▸ RECORD EXTRACTS
'''
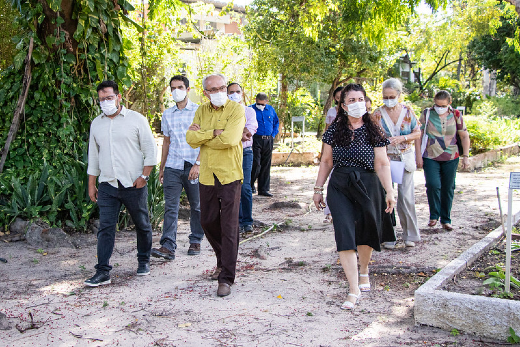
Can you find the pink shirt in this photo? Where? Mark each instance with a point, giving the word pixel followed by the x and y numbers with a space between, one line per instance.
pixel 251 125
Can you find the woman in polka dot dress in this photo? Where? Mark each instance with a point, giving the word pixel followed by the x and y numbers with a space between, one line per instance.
pixel 355 146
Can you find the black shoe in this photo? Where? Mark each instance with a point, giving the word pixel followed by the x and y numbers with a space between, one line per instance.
pixel 99 279
pixel 194 249
pixel 143 269
pixel 163 252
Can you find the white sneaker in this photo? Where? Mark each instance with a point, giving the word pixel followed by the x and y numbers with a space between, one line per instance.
pixel 389 245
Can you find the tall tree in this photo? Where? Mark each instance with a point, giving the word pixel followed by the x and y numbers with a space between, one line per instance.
pixel 328 41
pixel 492 51
pixel 76 45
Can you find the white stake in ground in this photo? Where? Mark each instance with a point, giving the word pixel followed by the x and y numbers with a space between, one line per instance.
pixel 514 183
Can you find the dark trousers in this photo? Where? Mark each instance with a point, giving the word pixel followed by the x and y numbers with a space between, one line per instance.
pixel 219 206
pixel 262 153
pixel 440 185
pixel 246 196
pixel 136 203
pixel 173 182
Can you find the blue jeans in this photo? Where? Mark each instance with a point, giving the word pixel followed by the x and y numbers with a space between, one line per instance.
pixel 440 186
pixel 136 203
pixel 173 182
pixel 246 198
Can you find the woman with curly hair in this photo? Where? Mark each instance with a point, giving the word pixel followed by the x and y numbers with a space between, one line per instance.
pixel 355 146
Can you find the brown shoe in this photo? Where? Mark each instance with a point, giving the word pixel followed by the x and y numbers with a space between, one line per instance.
pixel 194 249
pixel 163 252
pixel 224 289
pixel 214 275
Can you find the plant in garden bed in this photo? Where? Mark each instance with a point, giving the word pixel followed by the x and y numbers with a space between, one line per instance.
pixel 496 281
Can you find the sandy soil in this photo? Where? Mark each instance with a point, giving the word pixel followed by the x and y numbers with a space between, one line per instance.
pixel 291 298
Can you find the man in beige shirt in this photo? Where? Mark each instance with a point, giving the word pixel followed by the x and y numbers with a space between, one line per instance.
pixel 121 157
pixel 217 130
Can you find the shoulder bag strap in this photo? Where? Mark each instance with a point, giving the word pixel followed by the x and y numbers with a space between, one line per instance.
pixel 425 136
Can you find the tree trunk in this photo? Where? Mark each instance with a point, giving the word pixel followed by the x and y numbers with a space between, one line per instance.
pixel 19 106
pixel 282 108
pixel 328 104
pixel 515 3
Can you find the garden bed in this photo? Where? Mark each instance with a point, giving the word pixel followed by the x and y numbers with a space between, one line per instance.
pixel 436 305
pixel 471 280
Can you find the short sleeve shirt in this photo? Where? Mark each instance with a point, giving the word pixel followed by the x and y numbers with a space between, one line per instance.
pixel 360 153
pixel 331 115
pixel 442 139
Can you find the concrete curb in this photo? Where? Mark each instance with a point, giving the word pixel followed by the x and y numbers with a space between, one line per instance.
pixel 484 159
pixel 479 315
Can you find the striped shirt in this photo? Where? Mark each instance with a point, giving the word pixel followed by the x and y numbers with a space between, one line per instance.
pixel 175 124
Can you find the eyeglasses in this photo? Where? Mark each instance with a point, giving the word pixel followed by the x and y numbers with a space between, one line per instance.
pixel 108 98
pixel 216 90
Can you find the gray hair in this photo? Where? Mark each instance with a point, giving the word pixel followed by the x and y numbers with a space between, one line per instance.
pixel 393 83
pixel 213 75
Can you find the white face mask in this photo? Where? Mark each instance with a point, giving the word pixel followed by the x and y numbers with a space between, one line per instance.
pixel 235 97
pixel 178 95
pixel 218 99
pixel 390 102
pixel 440 110
pixel 357 109
pixel 108 107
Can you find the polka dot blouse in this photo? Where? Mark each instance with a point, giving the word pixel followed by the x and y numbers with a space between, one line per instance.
pixel 360 153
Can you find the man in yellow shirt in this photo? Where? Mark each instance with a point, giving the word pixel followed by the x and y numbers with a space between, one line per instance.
pixel 217 130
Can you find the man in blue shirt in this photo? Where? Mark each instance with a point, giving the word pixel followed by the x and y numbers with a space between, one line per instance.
pixel 179 169
pixel 263 144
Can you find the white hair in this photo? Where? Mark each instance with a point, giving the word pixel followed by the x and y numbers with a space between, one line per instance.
pixel 393 83
pixel 213 75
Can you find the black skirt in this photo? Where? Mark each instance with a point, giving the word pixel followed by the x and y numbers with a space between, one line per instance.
pixel 357 204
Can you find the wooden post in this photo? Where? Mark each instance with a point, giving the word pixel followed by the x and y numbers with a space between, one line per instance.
pixel 19 106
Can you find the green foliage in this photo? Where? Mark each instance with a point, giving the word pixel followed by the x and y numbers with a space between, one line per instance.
pixel 55 195
pixel 488 132
pixel 503 106
pixel 513 337
pixel 496 280
pixel 493 51
pixel 66 68
pixel 155 199
pixel 8 29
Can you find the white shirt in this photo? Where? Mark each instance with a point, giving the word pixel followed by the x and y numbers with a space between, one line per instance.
pixel 120 147
pixel 175 124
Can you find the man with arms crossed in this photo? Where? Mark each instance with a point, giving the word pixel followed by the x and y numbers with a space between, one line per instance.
pixel 217 129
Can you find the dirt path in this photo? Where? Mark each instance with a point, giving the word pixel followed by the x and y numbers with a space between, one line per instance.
pixel 291 298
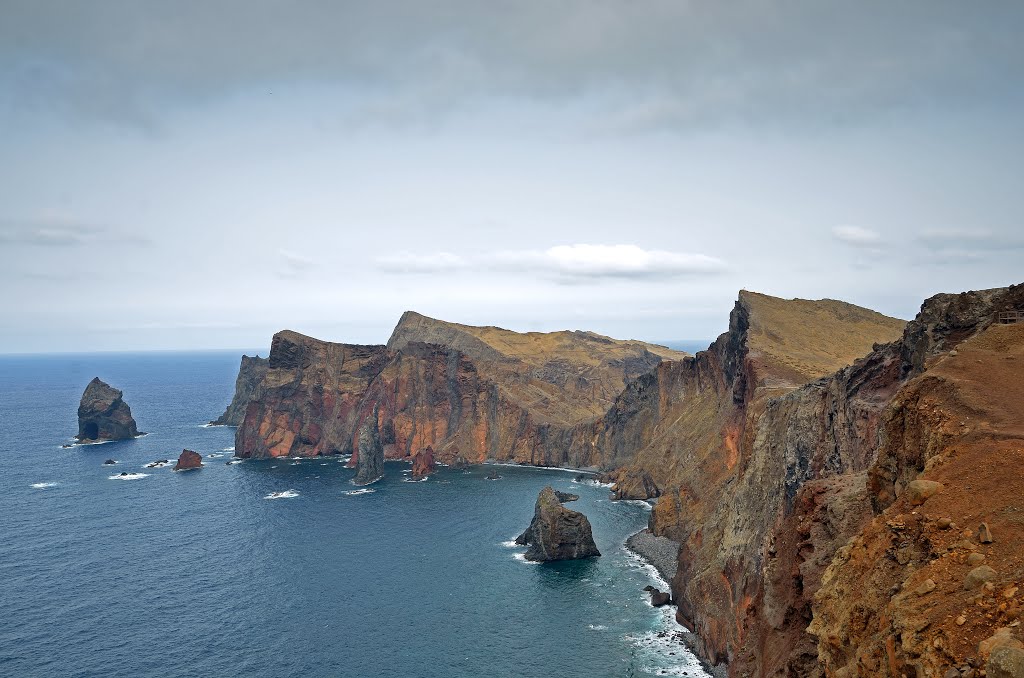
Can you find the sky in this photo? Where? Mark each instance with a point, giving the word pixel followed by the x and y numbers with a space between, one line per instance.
pixel 203 174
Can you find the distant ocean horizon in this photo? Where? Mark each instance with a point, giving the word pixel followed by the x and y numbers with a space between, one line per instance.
pixel 283 566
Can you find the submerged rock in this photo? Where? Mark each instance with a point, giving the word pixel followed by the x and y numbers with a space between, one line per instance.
pixel 188 460
pixel 369 458
pixel 102 415
pixel 557 533
pixel 423 463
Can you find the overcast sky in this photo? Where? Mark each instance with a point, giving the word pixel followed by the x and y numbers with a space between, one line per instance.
pixel 202 174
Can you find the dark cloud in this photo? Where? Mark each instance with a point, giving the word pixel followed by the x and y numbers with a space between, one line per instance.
pixel 645 65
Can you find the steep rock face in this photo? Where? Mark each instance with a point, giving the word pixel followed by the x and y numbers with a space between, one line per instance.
pixel 248 386
pixel 958 423
pixel 368 458
pixel 423 463
pixel 727 483
pixel 309 400
pixel 102 415
pixel 762 509
pixel 188 460
pixel 557 533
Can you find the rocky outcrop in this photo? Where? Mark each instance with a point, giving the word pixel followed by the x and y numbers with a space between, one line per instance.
pixel 557 533
pixel 942 571
pixel 102 415
pixel 310 399
pixel 423 463
pixel 483 393
pixel 248 386
pixel 188 460
pixel 368 458
pixel 764 480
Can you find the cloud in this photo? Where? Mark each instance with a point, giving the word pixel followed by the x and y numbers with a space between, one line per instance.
pixel 563 262
pixel 53 229
pixel 663 64
pixel 292 265
pixel 973 241
pixel 408 262
pixel 857 237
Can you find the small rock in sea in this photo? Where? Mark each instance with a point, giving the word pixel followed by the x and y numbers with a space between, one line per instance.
pixel 977 577
pixel 188 460
pixel 984 534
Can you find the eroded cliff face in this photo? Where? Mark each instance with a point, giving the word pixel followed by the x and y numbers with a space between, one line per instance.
pixel 310 398
pixel 762 507
pixel 485 393
pixel 248 386
pixel 899 598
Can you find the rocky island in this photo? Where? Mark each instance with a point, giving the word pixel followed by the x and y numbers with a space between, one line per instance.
pixel 102 415
pixel 557 533
pixel 817 462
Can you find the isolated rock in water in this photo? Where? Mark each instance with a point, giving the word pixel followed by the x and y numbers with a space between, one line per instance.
pixel 103 416
pixel 248 386
pixel 188 460
pixel 557 533
pixel 369 457
pixel 423 463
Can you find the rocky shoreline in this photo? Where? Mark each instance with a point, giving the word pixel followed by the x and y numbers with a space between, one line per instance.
pixel 663 554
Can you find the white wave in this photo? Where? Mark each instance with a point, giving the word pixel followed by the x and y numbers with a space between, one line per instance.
pixel 287 494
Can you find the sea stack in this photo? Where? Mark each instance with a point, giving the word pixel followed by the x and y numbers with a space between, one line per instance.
pixel 370 455
pixel 423 463
pixel 102 415
pixel 556 533
pixel 188 460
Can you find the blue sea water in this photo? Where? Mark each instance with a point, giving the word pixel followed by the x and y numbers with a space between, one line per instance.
pixel 200 574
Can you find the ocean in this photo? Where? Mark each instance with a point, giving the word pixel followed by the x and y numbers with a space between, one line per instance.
pixel 284 567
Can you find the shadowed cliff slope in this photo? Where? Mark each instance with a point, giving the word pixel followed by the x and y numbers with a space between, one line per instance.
pixel 762 483
pixel 469 392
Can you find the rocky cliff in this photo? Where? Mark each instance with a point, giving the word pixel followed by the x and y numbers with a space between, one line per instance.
pixel 102 415
pixel 557 533
pixel 763 480
pixel 486 393
pixel 248 386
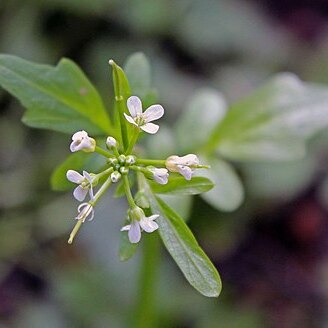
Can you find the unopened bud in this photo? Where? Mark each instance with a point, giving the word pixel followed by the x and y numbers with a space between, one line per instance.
pixel 115 176
pixel 111 142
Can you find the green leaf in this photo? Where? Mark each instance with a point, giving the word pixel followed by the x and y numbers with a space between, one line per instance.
pixel 183 247
pixel 202 114
pixel 273 122
pixel 79 161
pixel 181 186
pixel 137 70
pixel 59 98
pixel 228 193
pixel 127 249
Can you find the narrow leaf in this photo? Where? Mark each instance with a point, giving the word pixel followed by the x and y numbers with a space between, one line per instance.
pixel 183 247
pixel 180 186
pixel 59 98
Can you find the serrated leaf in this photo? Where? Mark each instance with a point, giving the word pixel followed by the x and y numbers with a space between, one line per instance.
pixel 273 122
pixel 183 247
pixel 228 193
pixel 203 112
pixel 59 98
pixel 79 161
pixel 181 186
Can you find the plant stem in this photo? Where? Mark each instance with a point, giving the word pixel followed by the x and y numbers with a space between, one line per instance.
pixel 158 162
pixel 103 152
pixel 128 194
pixel 133 140
pixel 146 312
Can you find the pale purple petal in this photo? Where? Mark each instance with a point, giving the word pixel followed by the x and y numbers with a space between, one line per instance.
pixel 134 232
pixel 79 193
pixel 74 176
pixel 153 113
pixel 126 228
pixel 130 119
pixel 134 106
pixel 185 171
pixel 148 224
pixel 150 128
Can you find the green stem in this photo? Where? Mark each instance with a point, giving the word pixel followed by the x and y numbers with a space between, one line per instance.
pixel 93 202
pixel 75 231
pixel 103 152
pixel 146 311
pixel 133 140
pixel 119 99
pixel 128 194
pixel 158 162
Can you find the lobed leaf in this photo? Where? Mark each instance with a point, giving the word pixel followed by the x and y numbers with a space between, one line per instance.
pixel 59 98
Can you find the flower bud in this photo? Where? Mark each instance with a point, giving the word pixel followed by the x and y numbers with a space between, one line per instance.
pixel 184 165
pixel 130 159
pixel 115 176
pixel 111 142
pixel 159 175
pixel 124 170
pixel 81 141
pixel 121 159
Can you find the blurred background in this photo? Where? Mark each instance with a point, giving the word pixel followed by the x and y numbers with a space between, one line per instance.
pixel 271 252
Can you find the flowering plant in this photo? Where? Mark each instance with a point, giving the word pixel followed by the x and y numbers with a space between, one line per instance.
pixel 271 124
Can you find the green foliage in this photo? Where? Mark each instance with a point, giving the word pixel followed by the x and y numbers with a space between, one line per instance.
pixel 201 115
pixel 183 247
pixel 228 192
pixel 58 98
pixel 180 186
pixel 273 122
pixel 126 249
pixel 78 161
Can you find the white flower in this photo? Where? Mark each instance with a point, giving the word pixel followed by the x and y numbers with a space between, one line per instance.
pixel 142 120
pixel 111 142
pixel 140 222
pixel 159 175
pixel 184 165
pixel 85 210
pixel 81 141
pixel 84 184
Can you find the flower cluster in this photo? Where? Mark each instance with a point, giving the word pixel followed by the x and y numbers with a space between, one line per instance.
pixel 120 162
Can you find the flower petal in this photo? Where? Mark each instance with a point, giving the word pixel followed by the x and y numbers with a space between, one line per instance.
pixel 153 113
pixel 148 224
pixel 130 119
pixel 126 228
pixel 134 232
pixel 185 171
pixel 74 176
pixel 134 106
pixel 150 128
pixel 79 193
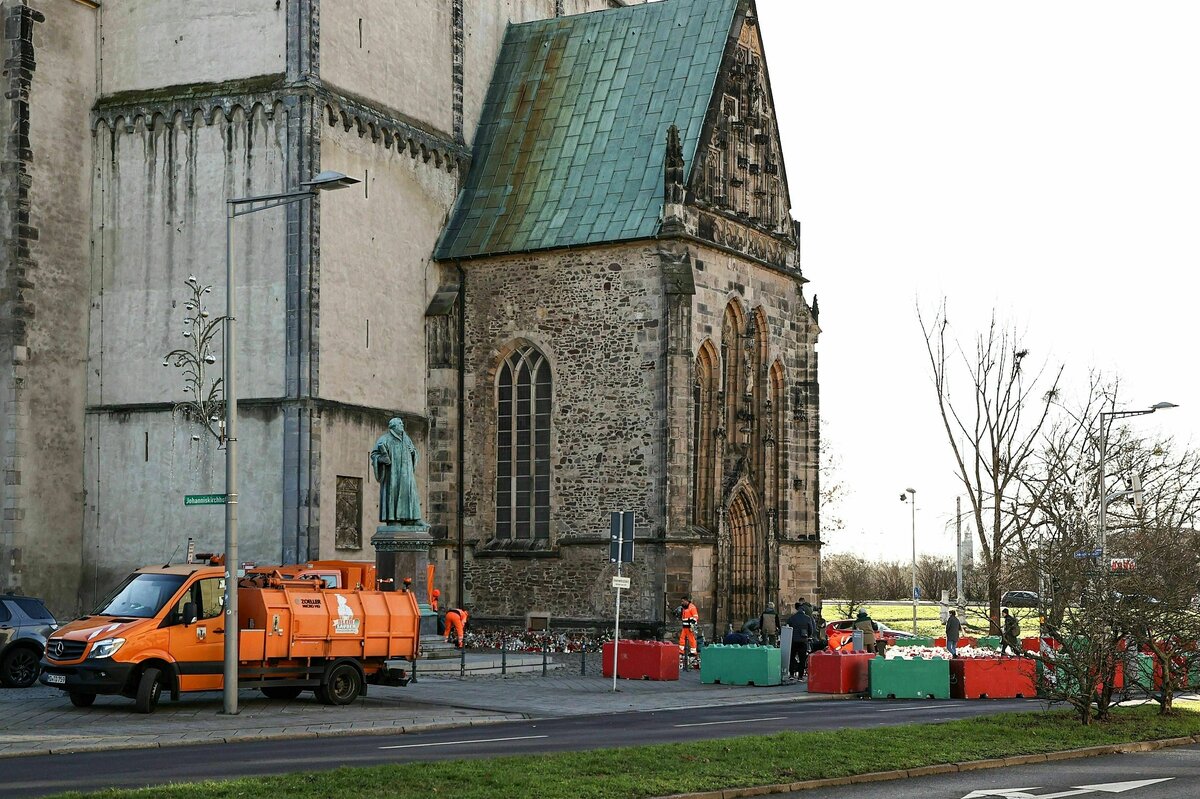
'''
▸ DESCRIPTION OF THE TASK
Copy out the lines of the data above, from the line that contains "Can you find the gray" through the line that contains "pixel 108 107", including both of those lines, with no changes at all.

▸ OUTPUT BELOW
Can you find the gray hair in this photo? Where? Mark each instance with a point, giving the word pixel followed by the x and y numbers with a space between, one line per instance.
pixel 393 83
pixel 213 75
Can you find the white face mask in this photo? Where? Mark each instance with a point, giving the word pixel followed by the x and y numbers with a space between, one line per instance.
pixel 235 97
pixel 178 95
pixel 218 99
pixel 390 102
pixel 440 110
pixel 357 109
pixel 108 107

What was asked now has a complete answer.